**Exercise objective:** Find every line in the records below that contains the word "ceiling", and copy each such line.

**Dataset records:**
==================================================

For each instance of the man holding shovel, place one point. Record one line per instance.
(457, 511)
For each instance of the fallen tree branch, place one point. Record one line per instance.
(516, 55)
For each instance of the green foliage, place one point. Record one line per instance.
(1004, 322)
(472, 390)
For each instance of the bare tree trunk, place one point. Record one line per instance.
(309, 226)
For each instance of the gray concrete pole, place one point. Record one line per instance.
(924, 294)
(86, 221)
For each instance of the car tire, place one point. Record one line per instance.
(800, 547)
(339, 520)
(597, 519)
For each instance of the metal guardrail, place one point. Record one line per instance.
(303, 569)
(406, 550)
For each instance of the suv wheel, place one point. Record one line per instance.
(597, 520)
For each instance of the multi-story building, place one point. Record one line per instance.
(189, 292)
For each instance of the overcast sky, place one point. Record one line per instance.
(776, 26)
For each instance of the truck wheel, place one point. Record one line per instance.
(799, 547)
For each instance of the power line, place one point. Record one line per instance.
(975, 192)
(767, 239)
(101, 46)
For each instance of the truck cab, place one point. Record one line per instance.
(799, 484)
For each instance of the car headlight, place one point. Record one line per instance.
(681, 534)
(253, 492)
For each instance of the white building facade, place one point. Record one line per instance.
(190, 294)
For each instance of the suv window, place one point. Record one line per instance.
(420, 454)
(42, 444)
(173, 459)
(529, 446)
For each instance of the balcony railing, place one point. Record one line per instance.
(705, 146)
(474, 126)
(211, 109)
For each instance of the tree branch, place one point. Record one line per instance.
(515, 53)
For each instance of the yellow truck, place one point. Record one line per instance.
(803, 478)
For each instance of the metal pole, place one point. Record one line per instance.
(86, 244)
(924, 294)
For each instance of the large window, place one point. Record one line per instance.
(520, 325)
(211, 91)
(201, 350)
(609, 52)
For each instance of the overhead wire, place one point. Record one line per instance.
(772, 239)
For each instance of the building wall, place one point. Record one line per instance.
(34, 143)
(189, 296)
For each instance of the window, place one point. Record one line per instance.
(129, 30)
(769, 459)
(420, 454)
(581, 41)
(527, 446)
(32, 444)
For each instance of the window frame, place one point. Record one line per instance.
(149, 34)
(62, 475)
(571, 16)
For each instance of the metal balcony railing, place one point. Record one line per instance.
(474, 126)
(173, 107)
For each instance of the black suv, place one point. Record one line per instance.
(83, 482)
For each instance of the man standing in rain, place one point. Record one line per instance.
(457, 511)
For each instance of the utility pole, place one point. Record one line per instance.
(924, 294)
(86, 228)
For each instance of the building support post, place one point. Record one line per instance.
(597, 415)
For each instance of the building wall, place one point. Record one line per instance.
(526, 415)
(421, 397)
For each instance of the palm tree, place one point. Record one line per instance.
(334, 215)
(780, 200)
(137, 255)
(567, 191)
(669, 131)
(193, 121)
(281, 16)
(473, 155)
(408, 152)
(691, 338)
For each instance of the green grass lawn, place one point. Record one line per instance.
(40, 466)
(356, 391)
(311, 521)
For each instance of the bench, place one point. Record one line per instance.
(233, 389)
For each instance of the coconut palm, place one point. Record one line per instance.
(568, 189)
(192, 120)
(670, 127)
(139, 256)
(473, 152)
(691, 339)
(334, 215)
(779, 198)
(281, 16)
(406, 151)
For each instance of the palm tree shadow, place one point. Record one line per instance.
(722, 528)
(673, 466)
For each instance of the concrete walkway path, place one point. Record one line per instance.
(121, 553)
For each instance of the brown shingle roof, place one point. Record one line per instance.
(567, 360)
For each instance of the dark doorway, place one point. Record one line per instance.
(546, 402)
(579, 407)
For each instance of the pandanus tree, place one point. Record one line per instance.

==================================================

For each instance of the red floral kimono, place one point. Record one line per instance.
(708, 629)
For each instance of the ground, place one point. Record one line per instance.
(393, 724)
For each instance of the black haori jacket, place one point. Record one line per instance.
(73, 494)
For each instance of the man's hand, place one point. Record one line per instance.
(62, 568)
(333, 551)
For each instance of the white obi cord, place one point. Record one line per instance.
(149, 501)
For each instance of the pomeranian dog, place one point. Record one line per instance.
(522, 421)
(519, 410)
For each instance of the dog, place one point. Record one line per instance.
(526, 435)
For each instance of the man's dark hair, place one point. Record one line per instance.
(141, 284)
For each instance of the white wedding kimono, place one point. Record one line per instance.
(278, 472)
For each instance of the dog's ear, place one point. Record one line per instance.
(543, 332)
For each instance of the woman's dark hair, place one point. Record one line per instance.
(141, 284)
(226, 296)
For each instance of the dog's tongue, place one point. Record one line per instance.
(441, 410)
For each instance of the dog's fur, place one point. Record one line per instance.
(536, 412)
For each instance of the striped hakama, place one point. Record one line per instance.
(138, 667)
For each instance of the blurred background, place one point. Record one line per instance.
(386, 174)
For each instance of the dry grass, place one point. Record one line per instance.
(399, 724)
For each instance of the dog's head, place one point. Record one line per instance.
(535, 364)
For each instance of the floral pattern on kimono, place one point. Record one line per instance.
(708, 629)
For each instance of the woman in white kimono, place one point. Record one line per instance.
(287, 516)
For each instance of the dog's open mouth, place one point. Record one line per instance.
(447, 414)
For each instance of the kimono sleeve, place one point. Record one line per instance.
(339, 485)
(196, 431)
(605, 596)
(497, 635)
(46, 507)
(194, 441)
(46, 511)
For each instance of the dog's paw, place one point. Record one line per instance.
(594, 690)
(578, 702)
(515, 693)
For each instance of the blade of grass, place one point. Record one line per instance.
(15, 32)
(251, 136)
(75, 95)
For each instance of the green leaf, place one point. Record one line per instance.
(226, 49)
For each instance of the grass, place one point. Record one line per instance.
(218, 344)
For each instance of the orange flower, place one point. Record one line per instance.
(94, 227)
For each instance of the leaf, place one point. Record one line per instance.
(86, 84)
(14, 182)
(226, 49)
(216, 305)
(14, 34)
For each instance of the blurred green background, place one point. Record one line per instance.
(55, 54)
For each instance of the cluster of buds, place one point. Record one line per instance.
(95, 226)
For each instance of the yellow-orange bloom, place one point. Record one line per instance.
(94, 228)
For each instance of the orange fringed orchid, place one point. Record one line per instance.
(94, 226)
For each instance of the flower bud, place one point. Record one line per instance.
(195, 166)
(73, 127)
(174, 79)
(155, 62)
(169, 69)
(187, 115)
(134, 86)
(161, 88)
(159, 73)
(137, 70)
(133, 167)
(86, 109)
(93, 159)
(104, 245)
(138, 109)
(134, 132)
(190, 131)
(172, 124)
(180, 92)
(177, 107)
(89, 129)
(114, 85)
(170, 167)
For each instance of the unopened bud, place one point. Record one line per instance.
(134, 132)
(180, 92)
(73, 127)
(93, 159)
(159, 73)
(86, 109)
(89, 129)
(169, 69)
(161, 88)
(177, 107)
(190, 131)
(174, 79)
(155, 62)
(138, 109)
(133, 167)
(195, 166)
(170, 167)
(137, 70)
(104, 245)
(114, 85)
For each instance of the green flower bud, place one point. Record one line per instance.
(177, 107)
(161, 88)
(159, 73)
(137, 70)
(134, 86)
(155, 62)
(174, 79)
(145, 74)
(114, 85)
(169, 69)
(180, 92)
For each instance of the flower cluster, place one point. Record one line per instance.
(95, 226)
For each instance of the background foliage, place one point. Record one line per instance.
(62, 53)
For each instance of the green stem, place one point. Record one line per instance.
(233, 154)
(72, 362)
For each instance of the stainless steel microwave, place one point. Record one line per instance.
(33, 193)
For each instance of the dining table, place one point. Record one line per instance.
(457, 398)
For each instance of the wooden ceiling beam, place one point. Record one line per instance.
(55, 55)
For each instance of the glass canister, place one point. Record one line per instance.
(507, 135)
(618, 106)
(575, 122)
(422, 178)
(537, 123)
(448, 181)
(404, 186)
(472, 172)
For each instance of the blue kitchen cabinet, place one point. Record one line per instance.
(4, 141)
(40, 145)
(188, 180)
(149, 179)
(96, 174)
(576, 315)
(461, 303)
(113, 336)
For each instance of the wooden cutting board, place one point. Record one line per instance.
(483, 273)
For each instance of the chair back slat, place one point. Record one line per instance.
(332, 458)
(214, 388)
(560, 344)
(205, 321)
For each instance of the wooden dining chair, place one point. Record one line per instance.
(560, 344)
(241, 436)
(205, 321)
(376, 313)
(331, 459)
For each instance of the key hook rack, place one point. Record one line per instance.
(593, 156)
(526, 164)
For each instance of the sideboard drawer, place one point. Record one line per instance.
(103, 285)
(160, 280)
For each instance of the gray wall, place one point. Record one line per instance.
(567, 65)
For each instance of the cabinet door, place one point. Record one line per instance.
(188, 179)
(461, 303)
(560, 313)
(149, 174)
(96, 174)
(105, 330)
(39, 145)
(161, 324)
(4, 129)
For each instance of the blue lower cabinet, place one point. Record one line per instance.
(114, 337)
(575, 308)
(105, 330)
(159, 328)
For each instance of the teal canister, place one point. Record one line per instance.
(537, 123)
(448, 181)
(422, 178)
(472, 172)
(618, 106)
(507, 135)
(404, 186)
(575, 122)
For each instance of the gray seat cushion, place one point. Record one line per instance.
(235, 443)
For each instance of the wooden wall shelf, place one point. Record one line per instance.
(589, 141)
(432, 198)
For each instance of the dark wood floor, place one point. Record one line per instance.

==================================================

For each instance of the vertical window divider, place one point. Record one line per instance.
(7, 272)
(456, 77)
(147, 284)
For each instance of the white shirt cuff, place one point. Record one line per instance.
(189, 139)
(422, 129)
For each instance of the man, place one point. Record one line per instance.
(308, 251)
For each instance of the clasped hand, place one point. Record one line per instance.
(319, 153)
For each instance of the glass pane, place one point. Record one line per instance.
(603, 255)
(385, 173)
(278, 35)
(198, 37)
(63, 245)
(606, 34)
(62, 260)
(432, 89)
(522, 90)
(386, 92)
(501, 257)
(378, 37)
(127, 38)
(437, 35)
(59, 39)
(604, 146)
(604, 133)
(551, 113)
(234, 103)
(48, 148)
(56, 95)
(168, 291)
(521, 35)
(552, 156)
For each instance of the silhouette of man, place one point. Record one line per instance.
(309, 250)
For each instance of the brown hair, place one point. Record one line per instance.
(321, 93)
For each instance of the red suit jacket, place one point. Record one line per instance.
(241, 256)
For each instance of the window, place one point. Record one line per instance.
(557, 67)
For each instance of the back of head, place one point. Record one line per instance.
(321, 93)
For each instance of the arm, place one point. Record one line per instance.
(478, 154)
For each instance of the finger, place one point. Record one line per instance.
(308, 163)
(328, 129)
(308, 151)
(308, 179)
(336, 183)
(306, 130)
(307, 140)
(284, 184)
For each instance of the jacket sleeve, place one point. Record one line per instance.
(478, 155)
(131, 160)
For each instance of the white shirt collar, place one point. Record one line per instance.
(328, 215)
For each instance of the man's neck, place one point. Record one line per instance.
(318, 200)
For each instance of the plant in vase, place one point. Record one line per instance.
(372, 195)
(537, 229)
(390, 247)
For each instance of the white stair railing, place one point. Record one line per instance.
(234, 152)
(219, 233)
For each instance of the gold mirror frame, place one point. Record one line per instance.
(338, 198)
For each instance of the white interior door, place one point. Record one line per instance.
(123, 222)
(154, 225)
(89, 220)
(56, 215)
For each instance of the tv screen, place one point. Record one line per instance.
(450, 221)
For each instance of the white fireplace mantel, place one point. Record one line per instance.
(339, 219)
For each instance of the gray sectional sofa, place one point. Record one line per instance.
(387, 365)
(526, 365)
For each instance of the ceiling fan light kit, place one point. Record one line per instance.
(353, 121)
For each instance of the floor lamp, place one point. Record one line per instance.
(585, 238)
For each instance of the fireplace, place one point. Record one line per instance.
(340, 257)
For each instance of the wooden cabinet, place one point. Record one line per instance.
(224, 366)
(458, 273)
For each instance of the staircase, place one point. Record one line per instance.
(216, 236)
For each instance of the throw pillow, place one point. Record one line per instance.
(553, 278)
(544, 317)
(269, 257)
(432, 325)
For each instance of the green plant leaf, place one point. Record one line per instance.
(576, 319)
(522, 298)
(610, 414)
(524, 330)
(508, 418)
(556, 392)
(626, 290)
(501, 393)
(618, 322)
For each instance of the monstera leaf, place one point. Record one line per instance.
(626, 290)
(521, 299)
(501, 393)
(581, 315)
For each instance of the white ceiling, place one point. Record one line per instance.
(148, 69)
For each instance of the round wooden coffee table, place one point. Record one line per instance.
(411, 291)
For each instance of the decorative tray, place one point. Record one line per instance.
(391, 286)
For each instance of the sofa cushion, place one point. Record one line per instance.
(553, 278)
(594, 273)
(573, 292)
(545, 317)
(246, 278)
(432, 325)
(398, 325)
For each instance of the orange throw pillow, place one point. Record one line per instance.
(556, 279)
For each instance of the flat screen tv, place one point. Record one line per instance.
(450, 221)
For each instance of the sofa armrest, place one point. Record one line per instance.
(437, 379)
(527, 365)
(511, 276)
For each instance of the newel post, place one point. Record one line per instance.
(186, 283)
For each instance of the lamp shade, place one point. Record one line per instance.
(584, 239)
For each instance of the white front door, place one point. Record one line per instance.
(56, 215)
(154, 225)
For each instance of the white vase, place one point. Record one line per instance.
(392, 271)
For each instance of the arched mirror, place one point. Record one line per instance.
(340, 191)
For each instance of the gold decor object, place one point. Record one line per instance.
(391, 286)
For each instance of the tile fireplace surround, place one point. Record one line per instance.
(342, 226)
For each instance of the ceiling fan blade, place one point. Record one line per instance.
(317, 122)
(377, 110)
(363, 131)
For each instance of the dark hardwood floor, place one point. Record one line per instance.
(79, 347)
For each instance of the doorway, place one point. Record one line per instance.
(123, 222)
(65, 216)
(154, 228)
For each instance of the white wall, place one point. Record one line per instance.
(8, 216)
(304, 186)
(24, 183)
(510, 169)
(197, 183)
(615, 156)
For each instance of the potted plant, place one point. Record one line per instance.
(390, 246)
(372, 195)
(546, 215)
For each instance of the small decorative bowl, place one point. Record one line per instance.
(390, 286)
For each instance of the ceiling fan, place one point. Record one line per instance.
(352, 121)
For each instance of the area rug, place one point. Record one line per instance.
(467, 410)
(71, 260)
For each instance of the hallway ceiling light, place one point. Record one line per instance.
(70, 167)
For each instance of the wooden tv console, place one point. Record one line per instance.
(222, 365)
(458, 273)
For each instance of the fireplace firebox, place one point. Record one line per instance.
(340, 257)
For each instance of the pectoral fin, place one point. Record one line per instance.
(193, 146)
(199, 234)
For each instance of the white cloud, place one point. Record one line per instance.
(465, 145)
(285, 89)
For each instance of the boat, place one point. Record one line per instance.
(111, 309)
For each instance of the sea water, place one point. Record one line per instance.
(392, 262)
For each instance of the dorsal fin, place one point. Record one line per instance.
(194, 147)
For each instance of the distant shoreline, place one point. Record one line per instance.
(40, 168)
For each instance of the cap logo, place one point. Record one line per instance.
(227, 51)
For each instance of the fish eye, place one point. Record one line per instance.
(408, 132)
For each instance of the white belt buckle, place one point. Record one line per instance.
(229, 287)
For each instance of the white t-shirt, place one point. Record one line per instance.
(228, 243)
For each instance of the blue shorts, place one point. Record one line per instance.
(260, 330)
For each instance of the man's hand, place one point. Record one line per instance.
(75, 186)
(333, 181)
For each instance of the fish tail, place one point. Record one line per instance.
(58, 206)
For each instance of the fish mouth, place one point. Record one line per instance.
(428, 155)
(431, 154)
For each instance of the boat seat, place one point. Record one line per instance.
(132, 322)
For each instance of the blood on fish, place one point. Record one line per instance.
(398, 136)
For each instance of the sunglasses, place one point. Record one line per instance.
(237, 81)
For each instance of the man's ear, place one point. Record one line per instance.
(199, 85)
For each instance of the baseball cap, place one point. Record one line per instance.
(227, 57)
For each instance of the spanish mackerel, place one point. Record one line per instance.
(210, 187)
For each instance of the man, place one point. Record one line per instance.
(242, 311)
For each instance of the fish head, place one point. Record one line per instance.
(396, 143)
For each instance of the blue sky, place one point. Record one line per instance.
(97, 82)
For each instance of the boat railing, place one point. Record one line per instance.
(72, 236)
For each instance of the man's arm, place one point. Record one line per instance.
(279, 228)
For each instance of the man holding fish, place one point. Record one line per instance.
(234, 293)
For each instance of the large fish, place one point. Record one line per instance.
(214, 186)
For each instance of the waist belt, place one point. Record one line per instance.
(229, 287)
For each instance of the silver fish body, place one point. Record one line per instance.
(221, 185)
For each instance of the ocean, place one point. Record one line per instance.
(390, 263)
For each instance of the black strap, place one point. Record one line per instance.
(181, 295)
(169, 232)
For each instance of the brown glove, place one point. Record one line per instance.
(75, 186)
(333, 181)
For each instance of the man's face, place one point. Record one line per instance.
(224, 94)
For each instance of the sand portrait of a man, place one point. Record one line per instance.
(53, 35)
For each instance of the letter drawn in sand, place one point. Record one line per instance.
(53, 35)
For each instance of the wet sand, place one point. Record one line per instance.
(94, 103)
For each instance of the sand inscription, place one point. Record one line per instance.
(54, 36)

==================================================

**Written answer:**
For each instance of the wooden ceiling beam, place one point. Record one line per instance.
For each instance of the ceiling fan light kit, place one point. Record one line per instance.
For each instance of the white ceiling, place one point. Record one line per instance.
For each instance of the ceiling fan blade, place one point. Record one line per instance.
For each instance of the ceiling fan, place one point. Record one line per instance.
For each instance of the hallway ceiling light, place one point. Record one line per instance.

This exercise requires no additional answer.